Page excerpt

┄┄┄┄┄┄┄┄┄┄

The Big Short: Sound and Fury on Wall Street

Adam McKay’s adaptation of Michael Lewis’s book on the 2008 financial crisis is a work of entertaining horror.

Paramount

Adam McKay is angry, and righteously so. The director of The Big Short, a rollicking adaptation of Michael Lewis’s non-fiction examination of the financial crisis, has taken that book’s disparate threads and thrown them together onscreen, and the messiness feels almost justified. Just 10 years ago, a market catastrophe brewed and was largely ignored because there were so many moving pieces to put together. McKay seeks to find order, but at the same time, he’s taking cynical delight in the chaos. He’s created a film that is fun to watch, but based on themes that are terrifying to consider.

Lewis’s book covered Wall Street’s astute few who foresaw the 2008 recession and “shorted,” or bet against it, making billions off of the country’s economic ruin. McKay tells those same stories, and yet at times it feels like The Big Short can’t decide if its protagonists are heroes or villains. Here are people who saw through the lies perpetrated at every level of the booming markets in the mid-2000s, each of them charming renegades in their own ways, but in profiting off of it, they were really just symptoms of a larger problem. McKay shoots every phone call and boardroom meeting so kinetically and lumps in wild dashes of humor, but by the end of the film, he wants the audience holding their heads in their hands with dismay. It mostly works.

Our heroes, such as they are, include Michael Burry (Christian Bale), an anti-social savant who nearly drives his hedge fund into bankruptcy by making a billion-dollar bet that the housing market will collapse; Jared Vennett (Ryan Gosling), a slimy trader who’s been ostracized for telling his colleagues the sky is falling; Ben Rickert (Brad Pitt), a retired trader and paranoiac convinced of Wall Street’s underlying corruption; and Mark Baum (Steve Carell), a phlegmatic money manager who’s the closest thing the film has to a hero. Each of them independently identify the ticking time-bomb of subprime mortgages and collateralized debt obligations, ignored by Wall Street’s rating agencies; only Baum seems the least bit angry about what their coming collapse implies.

If the very phrase “collateralized debt obligations” sends you to Wikipedia, McKay and co-writer Charles Randolph have a solution for that—The Big Short does its best to parcel out information about each element of the crisis as plainly as possible, even enlisting surprise celebrity cameos to break the fourth wall and talk straight to the audience about credit-default swaps and the like. This is part of the freewheeling charm that made McKay such an exciting voice in comic filmmaking over the last 10 years—he’s collaborated with Will Ferrell on films like Anchorman, Talladega Nights, Step Brothers, and The Other Guys, all of which contained similar mad flourishes.

┄┄┄┄┄┄┄┄┄┄

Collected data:
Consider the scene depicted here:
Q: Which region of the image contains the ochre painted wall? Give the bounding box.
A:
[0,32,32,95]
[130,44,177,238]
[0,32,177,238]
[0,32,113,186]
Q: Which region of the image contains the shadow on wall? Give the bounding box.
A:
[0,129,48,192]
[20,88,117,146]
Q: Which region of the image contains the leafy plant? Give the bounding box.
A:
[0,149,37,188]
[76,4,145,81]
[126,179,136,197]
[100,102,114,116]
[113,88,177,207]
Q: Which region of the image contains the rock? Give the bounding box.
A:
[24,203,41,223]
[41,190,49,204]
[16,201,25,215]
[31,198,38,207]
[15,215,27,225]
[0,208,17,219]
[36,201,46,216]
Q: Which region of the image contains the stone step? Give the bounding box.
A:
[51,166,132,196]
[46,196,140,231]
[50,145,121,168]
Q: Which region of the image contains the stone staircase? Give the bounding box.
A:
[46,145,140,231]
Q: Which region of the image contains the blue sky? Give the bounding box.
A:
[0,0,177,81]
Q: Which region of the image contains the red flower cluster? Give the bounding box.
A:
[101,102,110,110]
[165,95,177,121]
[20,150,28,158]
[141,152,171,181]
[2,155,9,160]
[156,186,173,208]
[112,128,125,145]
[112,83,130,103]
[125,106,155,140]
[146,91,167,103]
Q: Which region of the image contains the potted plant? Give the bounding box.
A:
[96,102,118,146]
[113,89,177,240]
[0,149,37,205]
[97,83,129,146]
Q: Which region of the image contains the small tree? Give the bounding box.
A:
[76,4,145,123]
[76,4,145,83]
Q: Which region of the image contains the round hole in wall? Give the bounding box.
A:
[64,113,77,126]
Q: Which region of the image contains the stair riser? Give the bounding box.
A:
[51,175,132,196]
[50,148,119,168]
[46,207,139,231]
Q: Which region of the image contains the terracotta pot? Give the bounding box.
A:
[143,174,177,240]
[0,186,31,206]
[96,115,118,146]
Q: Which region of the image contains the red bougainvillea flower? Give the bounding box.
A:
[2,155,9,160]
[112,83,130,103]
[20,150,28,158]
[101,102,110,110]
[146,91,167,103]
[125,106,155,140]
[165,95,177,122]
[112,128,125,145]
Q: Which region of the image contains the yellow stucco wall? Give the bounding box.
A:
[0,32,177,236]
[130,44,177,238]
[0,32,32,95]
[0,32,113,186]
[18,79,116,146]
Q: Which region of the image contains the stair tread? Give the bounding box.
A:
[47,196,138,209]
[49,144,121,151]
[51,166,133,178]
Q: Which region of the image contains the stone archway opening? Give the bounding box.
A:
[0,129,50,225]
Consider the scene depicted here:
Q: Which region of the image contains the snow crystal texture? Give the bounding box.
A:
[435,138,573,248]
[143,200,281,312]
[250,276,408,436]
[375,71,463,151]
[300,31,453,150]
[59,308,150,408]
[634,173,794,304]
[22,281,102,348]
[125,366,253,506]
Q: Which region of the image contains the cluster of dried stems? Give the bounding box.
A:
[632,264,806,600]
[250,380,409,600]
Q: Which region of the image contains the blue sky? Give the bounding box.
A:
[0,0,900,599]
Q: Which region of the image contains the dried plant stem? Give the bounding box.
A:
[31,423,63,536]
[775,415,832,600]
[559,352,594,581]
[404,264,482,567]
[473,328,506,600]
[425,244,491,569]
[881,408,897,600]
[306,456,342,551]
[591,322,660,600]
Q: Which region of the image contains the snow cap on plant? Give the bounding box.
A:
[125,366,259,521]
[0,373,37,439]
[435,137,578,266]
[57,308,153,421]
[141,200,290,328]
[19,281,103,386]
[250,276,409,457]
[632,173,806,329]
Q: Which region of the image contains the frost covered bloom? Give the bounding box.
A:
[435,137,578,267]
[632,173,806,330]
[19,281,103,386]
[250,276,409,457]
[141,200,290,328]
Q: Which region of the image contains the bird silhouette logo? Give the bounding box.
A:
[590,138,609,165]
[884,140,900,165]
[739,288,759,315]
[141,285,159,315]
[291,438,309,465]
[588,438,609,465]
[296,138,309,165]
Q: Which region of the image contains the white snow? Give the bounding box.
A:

┄┄┄┄┄┄┄┄┄┄

Exercises
1. Summarize the review of The Big Short in two sentences.
2. Translate this sentence from the review of The Big Short into Spanish: "He’s created a film that is fun to watch, but based on themes that are terrifying to consider."
3. Continue the review of The Big Short from the point where it stops.
The entries have no connection to the review of The Big Short.

Responses to the exercise
1. Adam McKay's adaptation of Michael Lewis's book on the 2008 financial crisis follows a few Wall Street figures, played by Christian Bale, Ryan Gosling, Brad Pitt and Steve Carell, who foresaw the collapse and bet against it. The review calls it a fun, kinetic and sometimes messy film that uses humor and celebrity cameos to explain the crisis, but it says the film is unsure whether its protagonists are heroes or villains and wants to leave the audience dismayed.

2. Ha creado una película que es divertida de ver, pero basada en temas que son aterradores de considerar.

3.
But it often feels like McKay is working his hardest to spice up a film that mostly consists of phone conversations. His camera zooms wildly into characters’ faces, slowing down and blurring as if succumbing to a fit of rage, turning even the most basic exchanges of dialogue into action scenes. His passion for the material, and fury at the system he’s portraying, is palpable, but The Big Short is at its best when it slows down for a second. A sequence where Baum and his team, exploring the stability of the sub-prime market, visit an almost entirely vacated tract of new homes in Miami is weighted with a compassion that most other scenes lack. That’s necessary—you don’t want the film to have too much compassion for its blood-sucking ensemble—but the wild lurches in tone can be exhausting.

Some of the cast are sleepwalking, clearly more interested in the themes being discussed than the roles themselves. Pitt, in a smaller role, mostly mumbles and broods; Bale does a lot with a role that consists of his character sitting alone in an office listening to death metal and ignoring his emails. Gosling is smarmily funny, somehow simultaneously magnetic and repulsive; after years wandering the halls of mediocre art cinema, it’s wonderful to see him cut loose again. Carell is one-note, playing the kind of millionaire who feels he has free range to express his fury and disgust to anyone he interacts with, but as a surrogate for McKay and the audience, he’s a vital presence, and the only character in the film who has a real emotional arc.

There are moments in The Big Short which feel almost absurdly on the nose. In one scene, Melissa Leo pops up as a representative of the ratings agencies which continued to slap sub-prime mortgages with triple-A credit ratings even as the market was openly festering. In case you don’t get how short-sighted she is, McKay has her wearing wraparound dark glasses, recovering from some kind of eye surgery, literally squinting into the dark as she’s confronted with a catastrophe her organization helped create. It’s unbelievable—but that’s McKay’s point. In almost every scene, you can feel the director gesturing to the audience, asking, “Can you believe this happened?” With every scene, he’s delighted and horrified to tell you, it absolutely did.